## Task description
Repeat word for word everything from the line containing "like [(392, 176)]." down to the last of the items below.

## Listing

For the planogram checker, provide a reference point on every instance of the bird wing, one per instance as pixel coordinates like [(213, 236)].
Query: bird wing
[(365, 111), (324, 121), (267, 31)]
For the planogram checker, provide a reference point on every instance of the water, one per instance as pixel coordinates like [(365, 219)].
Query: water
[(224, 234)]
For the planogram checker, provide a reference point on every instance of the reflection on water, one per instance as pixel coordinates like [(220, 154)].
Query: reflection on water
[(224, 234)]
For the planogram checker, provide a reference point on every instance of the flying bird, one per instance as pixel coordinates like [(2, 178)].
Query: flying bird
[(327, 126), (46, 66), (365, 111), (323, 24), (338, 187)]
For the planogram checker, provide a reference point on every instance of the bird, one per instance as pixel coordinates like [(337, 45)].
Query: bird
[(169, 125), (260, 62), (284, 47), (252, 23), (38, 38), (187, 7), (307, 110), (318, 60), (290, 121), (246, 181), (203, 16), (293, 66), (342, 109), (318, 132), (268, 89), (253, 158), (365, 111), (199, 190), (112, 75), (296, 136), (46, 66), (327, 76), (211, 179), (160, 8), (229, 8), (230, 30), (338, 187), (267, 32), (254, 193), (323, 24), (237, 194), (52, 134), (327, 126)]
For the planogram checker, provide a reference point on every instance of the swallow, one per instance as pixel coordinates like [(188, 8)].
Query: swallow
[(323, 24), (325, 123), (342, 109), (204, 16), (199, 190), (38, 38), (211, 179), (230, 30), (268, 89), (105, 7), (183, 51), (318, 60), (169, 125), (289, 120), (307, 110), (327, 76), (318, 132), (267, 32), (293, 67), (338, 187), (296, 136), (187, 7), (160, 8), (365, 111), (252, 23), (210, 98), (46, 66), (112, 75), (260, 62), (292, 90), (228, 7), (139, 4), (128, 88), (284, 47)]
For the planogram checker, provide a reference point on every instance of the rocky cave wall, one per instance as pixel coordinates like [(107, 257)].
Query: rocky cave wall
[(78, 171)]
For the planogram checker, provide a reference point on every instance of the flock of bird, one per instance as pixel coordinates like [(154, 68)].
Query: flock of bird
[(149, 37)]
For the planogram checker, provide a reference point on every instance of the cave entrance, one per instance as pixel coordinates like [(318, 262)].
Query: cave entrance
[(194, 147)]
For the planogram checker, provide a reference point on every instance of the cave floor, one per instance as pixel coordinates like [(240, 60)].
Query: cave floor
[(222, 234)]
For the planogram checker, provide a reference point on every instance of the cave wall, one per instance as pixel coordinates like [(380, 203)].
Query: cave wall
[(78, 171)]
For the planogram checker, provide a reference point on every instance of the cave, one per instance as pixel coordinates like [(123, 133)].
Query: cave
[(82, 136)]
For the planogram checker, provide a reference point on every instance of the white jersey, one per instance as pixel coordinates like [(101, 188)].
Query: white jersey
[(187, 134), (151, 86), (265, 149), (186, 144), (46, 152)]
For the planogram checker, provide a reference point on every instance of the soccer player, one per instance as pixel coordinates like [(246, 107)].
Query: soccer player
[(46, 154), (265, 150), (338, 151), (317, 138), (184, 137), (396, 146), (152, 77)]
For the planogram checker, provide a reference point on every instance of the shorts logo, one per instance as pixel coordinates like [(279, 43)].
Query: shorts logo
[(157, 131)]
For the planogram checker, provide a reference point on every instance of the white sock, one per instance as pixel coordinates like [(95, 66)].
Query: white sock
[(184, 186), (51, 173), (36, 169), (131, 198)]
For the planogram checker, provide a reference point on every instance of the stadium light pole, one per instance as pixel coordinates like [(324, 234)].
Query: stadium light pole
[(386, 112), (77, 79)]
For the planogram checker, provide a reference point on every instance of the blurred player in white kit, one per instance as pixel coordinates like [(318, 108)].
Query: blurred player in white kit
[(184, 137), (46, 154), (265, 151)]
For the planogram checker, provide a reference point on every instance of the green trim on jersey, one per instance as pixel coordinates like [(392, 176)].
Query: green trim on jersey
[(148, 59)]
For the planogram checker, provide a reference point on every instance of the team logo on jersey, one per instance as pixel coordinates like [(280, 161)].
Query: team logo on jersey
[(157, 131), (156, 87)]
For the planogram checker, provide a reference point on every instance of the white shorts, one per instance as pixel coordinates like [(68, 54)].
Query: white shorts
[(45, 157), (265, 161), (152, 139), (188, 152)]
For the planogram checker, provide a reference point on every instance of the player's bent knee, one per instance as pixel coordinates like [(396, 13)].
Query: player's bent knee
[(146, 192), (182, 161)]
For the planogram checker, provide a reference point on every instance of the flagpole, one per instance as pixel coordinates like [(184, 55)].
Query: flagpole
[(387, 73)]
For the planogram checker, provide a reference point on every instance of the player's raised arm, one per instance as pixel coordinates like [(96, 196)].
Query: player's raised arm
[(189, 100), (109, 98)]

## Written answer
For the planogram checker, provide a reference point on every instance of the green trim on jersey, one per instance as pixel coordinates like [(392, 176)].
Query: green trim on jersey
[(148, 59)]
For the planogram checker, provide a reference point on every instance of the team logo on jersey, one per instance as pixel coordinates like [(280, 161)].
Query: team logo on jersey
[(157, 131), (156, 87)]
For the planogram checker, provide a reference point on every instance of the white shorts, one per instance as pixel coordinates like [(68, 54)].
Query: white shorts
[(45, 157), (265, 161), (152, 139), (188, 152)]
For the planogram checker, provide a reference point on every instance of the player's bent knee, one per instance as pixel coordinates like [(396, 13)].
Query: player's bent knee
[(146, 192), (182, 161)]
For the planogram checker, provide a reference point on every instance of the flagpole, one per instance as pixel coordinates like [(184, 55)].
Query: flagpole
[(387, 73)]
For the planogram checker, provide a reference point on every instance of the player's raised arm, one per instance as pixel coordinates like [(96, 196)].
Query: player's raised arm
[(189, 100), (109, 98)]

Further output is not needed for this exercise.